* Instructions
- A) In the Sphot description, what is the name of the fully-automated commandline script?
- B) Please pick up the Sphot description right after its final line and write the next part of it.

* Quoted passage
Sphot (“es”-phot, S-PHOT) is a Python package for astronomical image analysis. It is designed to provide a simple and efficient way to perform photometry on galaxy images with overlapping foreground stars. Sphot provides a set of tools to perform “foreground cleaning” on images, i.e., to remove the light from the stars in the image before performing photometry on the galaxies. Some of the major functionalities of Sphot include:

  • Fit PSF models to stars near/on top of a background galaxy

  • Fit a Sersic profile to a galaxy in a crowded stellar field

  • Separate foreground stars and background galaxies

  • Estimate the background/foreground/sky model in a crowded field

  • Perform aperture photometry on galaxies

  • and many more…

Users can choose from a range of interfaces to perform these tasks:

  • A simple, fully-automated commandline script run_sphot

  • The top-level functions sphot.core.run_basefit() and sphot.core.run_scalefit

  • The individual functions in the sphot package to make your own recipe

Each use case is documented in the tutorials section.

When to use Sphot?

* Provided information

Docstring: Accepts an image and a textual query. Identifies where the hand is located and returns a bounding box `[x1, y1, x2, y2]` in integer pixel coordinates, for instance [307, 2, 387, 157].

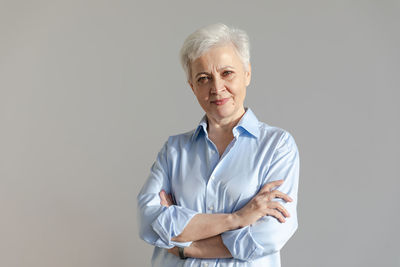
[234, 180, 293, 228]
[167, 247, 179, 257]
[159, 189, 175, 208]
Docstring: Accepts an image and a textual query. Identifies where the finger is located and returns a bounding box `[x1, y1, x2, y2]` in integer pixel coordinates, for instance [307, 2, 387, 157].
[268, 202, 290, 218]
[167, 194, 174, 205]
[159, 190, 167, 200]
[267, 209, 286, 223]
[270, 190, 293, 202]
[159, 190, 170, 207]
[260, 180, 285, 192]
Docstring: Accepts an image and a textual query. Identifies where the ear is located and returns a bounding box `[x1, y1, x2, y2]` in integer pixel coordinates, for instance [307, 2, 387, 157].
[188, 80, 194, 93]
[245, 63, 251, 87]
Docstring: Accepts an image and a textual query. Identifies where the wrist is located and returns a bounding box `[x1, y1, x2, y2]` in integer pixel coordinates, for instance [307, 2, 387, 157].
[185, 244, 197, 258]
[227, 212, 243, 230]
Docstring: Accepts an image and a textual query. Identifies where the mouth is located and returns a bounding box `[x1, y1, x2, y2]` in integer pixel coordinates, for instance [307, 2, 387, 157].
[211, 97, 229, 106]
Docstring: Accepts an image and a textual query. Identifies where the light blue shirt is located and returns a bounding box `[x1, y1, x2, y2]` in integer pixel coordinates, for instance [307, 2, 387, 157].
[137, 108, 299, 267]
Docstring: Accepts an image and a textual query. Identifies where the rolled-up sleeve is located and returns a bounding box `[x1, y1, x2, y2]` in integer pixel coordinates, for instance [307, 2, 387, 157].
[221, 132, 299, 261]
[137, 141, 197, 248]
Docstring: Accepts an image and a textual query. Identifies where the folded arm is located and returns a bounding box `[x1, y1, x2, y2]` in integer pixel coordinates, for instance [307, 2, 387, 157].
[137, 142, 286, 248]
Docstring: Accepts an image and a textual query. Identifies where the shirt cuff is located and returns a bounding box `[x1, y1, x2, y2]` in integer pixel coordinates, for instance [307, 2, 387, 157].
[221, 226, 264, 261]
[151, 205, 198, 248]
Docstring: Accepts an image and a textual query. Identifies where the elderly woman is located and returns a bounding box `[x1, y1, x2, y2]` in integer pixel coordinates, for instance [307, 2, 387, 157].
[137, 24, 299, 267]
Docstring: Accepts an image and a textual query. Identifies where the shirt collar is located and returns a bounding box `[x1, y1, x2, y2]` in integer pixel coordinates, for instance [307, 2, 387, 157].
[191, 107, 260, 141]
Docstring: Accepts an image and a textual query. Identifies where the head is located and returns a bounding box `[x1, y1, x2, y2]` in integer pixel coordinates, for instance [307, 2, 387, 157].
[181, 24, 251, 120]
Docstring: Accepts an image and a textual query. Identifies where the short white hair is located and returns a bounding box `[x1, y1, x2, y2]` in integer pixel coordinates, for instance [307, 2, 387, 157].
[180, 23, 250, 81]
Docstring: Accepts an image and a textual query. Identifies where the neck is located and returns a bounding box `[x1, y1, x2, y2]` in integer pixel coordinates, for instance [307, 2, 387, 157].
[207, 107, 246, 135]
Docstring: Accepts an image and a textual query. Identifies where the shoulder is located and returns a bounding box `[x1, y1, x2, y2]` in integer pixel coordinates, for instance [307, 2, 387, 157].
[258, 121, 297, 153]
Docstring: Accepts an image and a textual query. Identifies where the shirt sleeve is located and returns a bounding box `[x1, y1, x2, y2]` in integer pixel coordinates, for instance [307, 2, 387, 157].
[137, 141, 198, 248]
[221, 132, 299, 261]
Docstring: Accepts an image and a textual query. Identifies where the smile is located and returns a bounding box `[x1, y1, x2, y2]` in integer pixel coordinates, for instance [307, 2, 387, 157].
[211, 97, 229, 106]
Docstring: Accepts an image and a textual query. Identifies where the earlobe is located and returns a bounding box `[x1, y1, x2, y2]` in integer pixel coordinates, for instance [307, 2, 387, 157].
[188, 80, 194, 93]
[246, 63, 251, 86]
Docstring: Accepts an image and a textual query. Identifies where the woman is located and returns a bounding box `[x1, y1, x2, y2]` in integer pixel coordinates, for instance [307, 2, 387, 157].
[137, 24, 299, 267]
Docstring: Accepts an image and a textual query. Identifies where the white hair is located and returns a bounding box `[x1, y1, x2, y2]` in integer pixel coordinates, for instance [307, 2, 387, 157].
[180, 23, 250, 80]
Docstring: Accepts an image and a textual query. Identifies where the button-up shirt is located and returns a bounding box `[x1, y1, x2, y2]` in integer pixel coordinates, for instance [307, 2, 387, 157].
[137, 107, 299, 267]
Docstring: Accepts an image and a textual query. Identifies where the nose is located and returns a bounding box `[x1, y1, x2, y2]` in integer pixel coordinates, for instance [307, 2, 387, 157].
[211, 77, 225, 94]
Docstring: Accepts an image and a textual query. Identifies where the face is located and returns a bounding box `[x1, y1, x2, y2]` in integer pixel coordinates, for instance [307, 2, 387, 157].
[189, 45, 251, 121]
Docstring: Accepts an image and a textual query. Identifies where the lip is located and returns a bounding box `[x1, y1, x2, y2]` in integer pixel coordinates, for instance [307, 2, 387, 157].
[211, 97, 229, 106]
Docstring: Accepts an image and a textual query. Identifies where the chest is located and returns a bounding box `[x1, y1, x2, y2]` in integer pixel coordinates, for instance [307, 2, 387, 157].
[171, 140, 265, 213]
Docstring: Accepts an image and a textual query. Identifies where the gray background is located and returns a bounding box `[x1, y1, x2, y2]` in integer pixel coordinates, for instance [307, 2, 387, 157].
[0, 0, 400, 267]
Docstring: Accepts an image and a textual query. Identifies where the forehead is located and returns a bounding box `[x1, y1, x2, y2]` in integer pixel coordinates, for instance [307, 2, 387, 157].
[191, 45, 242, 74]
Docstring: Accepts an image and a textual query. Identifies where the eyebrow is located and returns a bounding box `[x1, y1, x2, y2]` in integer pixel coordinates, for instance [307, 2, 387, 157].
[194, 65, 235, 78]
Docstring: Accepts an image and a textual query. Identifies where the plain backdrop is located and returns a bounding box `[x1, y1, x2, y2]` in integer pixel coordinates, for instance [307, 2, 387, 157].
[0, 0, 400, 267]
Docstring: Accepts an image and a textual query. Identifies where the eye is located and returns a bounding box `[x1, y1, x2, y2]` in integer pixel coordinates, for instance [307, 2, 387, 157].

* Answers per task
- A) run_sphot

- B)
Sphot has a simple objectuve: to enable precise and accurate photometry of galaxies seen through crowded, foreground stellar fields. Try Sphot if you are looking to:

  • measure the SED of a background galaxy (z>0.1) seen through a nearby galaxy (z<<0.01)

  • remove a foreground MW star from an image of deep field galaxies

  • fit a Sersic profile to a noisy galaxy image with a bright star in the field

What is required to use Sphot?

Sphot is a python package that depends on major astronomy packages, including Astropy and Photutils. You need at least the following:

  • Python 3.11 or later (due to Astropy compatibility)

  • A cutout image of the target galaxy. If you wish to use multi-band images, each image needs to be pixel-aligned and reprojected onto the same scale.

  • A PSF image for the stars to be removed. The pixel scale of the PSF image should be an integer multiple of the pixel scale of the galaxy image.